start Extract

Family doesn’t like cauliflower, so I keep looking for recipes they’ll eat. Although they ate this, they still weren’t thrilled.
I’ll update this rating when I get it right!
Viv says
Yes! Yes! Yes! My kids said they could eat this every time they come for a visit. I am going to try making it with Greek yogurt as one is lactose unfriendly. Is 2 oz. cream cheese about 2 tbsp.? This low carb recipe is very valuable to me as I am diabetic.
jenniferbanz says
Thanks for the review, Viv! 2 ounces of cream cheese is about 2 tablespoons.
Angela Taylor says
What a great alternative to Cauliflower rice, which honestly, I've never really liked and wasn't going to make anymore after throwing most of the last batch out. This is delicious and I actually had to hold myself back from eating double portions. I added salt at the end and won't next time, as it really didn't need more. I made it with the crispy chicken thighs and both are great. Glad I found this blog.
jenniferbanz says
I'm glad you found my blog too, Angela!

end Extract
start Information shown

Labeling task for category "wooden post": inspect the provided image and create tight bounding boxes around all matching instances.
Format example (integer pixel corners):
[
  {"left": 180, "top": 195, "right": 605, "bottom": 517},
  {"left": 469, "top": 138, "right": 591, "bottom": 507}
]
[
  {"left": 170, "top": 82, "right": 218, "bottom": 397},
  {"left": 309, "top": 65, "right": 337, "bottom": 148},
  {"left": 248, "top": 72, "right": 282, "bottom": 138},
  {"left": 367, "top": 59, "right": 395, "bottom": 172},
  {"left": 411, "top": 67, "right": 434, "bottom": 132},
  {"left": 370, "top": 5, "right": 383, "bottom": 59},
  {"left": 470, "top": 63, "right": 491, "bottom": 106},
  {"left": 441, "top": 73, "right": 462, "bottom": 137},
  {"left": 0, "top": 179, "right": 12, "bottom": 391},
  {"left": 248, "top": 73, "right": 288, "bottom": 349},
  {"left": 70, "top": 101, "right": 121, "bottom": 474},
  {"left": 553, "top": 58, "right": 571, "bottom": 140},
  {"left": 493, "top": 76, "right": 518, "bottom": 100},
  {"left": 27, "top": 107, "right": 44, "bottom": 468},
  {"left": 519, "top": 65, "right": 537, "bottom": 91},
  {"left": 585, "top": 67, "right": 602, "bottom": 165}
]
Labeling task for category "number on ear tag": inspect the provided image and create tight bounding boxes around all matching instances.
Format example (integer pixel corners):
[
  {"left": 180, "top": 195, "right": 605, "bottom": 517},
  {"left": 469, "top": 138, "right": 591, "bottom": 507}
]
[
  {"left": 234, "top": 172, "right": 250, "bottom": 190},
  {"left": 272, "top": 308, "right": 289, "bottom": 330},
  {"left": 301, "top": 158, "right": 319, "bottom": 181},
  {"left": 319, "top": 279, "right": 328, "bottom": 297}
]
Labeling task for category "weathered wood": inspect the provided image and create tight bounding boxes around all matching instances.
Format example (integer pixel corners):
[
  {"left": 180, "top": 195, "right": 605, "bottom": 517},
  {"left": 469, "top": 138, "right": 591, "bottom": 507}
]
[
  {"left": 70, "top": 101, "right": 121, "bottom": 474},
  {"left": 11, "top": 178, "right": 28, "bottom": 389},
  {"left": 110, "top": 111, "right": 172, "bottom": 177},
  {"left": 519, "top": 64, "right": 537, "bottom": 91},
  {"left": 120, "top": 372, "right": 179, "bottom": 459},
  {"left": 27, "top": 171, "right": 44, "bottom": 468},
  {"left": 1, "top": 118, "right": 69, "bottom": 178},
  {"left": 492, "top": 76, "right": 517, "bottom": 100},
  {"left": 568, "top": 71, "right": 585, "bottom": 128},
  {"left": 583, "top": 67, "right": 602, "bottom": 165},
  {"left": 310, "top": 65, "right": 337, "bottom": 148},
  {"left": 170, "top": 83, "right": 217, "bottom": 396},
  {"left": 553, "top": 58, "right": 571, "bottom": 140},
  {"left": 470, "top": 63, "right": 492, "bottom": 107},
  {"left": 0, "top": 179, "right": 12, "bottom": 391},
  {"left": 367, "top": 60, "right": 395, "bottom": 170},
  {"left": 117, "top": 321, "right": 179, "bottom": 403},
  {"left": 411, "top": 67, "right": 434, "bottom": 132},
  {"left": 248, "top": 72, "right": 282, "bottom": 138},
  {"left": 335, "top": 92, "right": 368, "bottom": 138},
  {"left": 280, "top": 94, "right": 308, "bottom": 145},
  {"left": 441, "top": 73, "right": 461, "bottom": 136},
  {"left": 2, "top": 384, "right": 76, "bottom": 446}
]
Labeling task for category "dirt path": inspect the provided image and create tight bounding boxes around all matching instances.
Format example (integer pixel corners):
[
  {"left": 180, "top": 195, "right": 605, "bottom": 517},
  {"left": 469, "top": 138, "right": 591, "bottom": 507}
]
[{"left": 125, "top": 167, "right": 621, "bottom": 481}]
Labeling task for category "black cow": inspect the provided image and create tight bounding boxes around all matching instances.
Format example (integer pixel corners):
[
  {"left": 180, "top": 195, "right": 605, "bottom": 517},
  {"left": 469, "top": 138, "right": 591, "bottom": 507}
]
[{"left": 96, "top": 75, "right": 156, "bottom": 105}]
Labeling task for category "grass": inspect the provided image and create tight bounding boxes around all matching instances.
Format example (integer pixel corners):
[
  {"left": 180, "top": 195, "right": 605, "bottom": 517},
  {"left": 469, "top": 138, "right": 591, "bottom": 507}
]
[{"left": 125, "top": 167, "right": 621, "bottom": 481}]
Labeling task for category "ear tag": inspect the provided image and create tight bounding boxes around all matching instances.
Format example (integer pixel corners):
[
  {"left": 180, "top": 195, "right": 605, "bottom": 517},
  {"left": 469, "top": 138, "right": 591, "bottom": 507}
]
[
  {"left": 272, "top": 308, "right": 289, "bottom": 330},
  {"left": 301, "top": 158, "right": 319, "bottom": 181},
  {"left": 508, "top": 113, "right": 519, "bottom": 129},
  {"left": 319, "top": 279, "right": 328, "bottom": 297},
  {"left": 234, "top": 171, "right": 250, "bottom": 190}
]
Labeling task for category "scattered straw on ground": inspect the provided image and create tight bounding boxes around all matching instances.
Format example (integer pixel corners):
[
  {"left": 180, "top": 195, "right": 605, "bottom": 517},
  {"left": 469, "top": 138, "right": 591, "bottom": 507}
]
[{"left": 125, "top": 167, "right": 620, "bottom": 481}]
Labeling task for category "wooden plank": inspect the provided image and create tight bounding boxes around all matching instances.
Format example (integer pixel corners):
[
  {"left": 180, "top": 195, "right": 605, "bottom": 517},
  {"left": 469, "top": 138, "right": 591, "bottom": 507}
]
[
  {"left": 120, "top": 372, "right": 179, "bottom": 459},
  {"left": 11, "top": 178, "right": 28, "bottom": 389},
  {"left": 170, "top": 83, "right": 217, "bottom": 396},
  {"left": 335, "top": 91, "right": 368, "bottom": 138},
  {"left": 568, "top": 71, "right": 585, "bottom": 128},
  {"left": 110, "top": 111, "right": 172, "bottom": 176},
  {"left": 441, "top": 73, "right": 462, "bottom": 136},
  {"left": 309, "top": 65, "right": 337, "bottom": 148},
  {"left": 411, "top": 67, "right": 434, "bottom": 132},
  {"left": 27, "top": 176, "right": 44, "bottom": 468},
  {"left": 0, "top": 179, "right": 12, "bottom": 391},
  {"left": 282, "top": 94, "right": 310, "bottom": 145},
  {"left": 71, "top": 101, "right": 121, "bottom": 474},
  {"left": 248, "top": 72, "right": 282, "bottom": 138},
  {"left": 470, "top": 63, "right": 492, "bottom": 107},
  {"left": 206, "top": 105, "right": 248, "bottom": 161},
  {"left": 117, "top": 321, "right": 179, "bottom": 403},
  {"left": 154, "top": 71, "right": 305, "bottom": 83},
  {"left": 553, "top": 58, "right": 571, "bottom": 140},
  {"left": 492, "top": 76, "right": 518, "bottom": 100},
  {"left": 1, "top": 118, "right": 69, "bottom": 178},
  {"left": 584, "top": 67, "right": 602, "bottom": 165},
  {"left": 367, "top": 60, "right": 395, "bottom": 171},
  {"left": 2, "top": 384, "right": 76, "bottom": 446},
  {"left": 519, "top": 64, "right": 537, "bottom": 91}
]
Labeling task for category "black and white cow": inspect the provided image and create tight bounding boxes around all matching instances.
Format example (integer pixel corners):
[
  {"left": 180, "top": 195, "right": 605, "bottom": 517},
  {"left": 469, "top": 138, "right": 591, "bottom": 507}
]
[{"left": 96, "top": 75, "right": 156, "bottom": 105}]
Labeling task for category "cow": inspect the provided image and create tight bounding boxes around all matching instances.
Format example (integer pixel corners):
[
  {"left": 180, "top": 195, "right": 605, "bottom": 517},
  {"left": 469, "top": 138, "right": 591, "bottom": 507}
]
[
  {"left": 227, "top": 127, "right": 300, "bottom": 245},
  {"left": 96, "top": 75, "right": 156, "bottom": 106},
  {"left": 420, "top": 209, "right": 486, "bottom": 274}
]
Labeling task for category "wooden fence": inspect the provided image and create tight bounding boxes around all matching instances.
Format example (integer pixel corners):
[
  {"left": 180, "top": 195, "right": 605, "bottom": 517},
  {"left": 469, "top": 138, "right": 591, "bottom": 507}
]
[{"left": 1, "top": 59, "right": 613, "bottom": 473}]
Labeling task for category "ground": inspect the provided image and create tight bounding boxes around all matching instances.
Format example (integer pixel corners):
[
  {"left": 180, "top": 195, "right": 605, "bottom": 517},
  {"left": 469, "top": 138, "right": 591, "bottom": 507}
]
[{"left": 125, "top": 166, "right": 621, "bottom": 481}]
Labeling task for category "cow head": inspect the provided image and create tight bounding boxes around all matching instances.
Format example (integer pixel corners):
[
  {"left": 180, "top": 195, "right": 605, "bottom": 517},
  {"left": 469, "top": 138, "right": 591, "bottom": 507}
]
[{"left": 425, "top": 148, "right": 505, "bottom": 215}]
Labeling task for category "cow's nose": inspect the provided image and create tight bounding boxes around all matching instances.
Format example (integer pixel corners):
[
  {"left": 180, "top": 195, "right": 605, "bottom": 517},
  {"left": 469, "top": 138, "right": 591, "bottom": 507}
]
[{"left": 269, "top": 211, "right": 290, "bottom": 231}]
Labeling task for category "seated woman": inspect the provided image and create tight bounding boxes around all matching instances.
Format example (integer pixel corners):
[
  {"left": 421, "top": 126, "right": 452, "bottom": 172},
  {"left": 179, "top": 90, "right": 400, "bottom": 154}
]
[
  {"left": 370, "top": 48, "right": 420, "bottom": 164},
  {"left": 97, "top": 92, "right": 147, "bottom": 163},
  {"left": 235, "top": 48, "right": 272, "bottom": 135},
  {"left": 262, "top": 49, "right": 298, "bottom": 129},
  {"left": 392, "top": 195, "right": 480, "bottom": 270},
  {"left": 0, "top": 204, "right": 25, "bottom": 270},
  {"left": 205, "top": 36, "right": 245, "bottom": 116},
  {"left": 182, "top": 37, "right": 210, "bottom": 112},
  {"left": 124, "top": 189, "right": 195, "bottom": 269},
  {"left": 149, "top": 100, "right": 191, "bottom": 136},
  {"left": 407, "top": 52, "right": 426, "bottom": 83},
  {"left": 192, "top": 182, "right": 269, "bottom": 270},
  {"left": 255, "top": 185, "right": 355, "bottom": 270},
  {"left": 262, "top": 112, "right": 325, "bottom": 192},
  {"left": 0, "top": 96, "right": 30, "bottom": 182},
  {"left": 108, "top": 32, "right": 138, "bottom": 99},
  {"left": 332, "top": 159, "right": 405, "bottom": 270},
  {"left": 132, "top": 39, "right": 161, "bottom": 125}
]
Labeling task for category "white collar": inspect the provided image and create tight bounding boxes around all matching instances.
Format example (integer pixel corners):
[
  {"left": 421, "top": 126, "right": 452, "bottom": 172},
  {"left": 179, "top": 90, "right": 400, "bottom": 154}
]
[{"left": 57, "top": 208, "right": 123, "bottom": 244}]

end Information shown

» Work to do
Please repeat the recipe comments starting at "Angela Taylor says" and ending at "blog too, Angela!", substituting "second helpings" for "double portions".

» Answer to this task
Angela Taylor says
What a great alternative to Cauliflower rice, which honestly, I've never really liked and wasn't going to make anymore after throwing most of the last batch out. This is delicious and I actually had to hold myself back from eating second helpings. I added salt at the end and won't next time, as it really didn't need more. I made it with the crispy chicken thighs and both are great. Glad I found this blog.
jenniferbanz says
I'm glad you found my blog too, Angela!